#### Work to complete
Reproduce every line of the material below without changing anything.

───── Data lines ─────

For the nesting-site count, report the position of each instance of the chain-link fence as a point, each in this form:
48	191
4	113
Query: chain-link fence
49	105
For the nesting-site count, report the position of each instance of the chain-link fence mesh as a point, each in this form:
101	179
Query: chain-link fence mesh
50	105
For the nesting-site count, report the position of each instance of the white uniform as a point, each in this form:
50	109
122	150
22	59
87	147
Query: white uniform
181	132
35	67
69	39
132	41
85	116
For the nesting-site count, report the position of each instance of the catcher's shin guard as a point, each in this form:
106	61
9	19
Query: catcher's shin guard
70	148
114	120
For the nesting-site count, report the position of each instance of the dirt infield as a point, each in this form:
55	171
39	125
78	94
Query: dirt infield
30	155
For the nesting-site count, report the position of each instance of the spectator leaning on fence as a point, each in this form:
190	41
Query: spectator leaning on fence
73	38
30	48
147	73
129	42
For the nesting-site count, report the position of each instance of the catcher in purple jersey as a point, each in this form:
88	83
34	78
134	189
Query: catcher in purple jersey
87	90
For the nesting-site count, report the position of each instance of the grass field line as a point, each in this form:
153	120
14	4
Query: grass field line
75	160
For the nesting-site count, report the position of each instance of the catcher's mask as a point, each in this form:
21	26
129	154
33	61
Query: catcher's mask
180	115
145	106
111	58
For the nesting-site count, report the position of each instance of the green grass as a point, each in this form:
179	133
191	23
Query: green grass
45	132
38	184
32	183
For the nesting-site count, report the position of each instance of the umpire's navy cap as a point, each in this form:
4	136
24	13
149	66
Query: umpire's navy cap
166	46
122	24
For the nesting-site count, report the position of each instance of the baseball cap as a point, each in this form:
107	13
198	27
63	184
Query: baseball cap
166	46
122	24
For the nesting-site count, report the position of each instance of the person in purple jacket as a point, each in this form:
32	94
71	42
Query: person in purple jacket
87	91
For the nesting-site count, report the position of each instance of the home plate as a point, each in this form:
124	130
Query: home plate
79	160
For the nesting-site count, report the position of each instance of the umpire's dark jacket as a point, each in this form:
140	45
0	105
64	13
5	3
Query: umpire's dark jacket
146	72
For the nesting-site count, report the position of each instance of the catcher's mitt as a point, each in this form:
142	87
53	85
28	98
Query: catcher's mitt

─────

#### Answer to this exercise
For the nesting-site count, report the position of each instance of the chain-link fence as a point, each in this form:
48	191
4	113
Query: chain-link fence
49	105
For the nesting-site count, report the position of each instance of the chain-link fence mesh as a point, each in this form:
101	179
Query: chain-link fence mesh
50	105
For the nesting-site count, report the position of each instance of the white uniform as a point, each in this form:
50	109
122	150
22	59
87	147
Query: white uniform
181	132
35	67
69	39
132	41
85	116
For the nesting-site count, report the position of each instance of the catcher's shin guard as a point, each in this form:
106	61
9	19
Query: catcher's shin guard
70	148
114	120
For the nesting-site count, report the position of each instance of the dirt infield as a point, each in this form:
55	171
39	125
78	94
Query: dirt infield
30	155
For the nesting-site count, report the position of each instance of the spectator leaning on fence as a point, each in this form:
190	41
Query: spectator leaning on fence
73	38
30	48
147	73
129	42
For the nesting-site count, report the position of each instance of the catcher in purple jersey as a point, each in this form:
88	83
34	78
134	189
Query: catcher in purple jersey
87	90
For the nesting-site count, report the position of each instance of the grass field line as a point, each in this form:
153	120
14	4
Query: grass field line
75	160
For the nesting-site count, report the position of each instance of the catcher's mask as a point, each in this form:
21	26
129	154
33	61
Query: catcher's mask
180	115
145	106
111	58
For the nesting-site count, report the position of each instance of the green grass as a point, each in this form:
179	133
191	23
Query: green grass
45	132
38	184
32	183
For the nesting-site count, report the position of each instance of the umpire's navy cap as a point, each in this form:
4	136
24	13
149	66
Query: umpire's navy cap
166	46
122	24
For the nesting-site count, report the position of each instance of the baseball cap as a point, each in this form:
107	13
198	27
63	184
Query: baseball cap
166	46
122	24
For the nesting-site count, report the position of each instance of the person in purple jacket as a point, each in this form:
32	94
71	42
Query: person in purple jacket
87	91
For the nesting-site count, report the position of each instance of the home plate as a point, each in this form:
124	130
Query: home plate
79	160
For the nesting-site count, report the position of each instance of the umpire's dark jacket as a point, each in this form:
140	45
0	105
64	13
5	3
Query: umpire's dark jacket
146	72
For the nesting-site count, report the position of each instance of the catcher's mitt as a point, each in this form:
142	87
53	85
28	98
Query: catcher's mitt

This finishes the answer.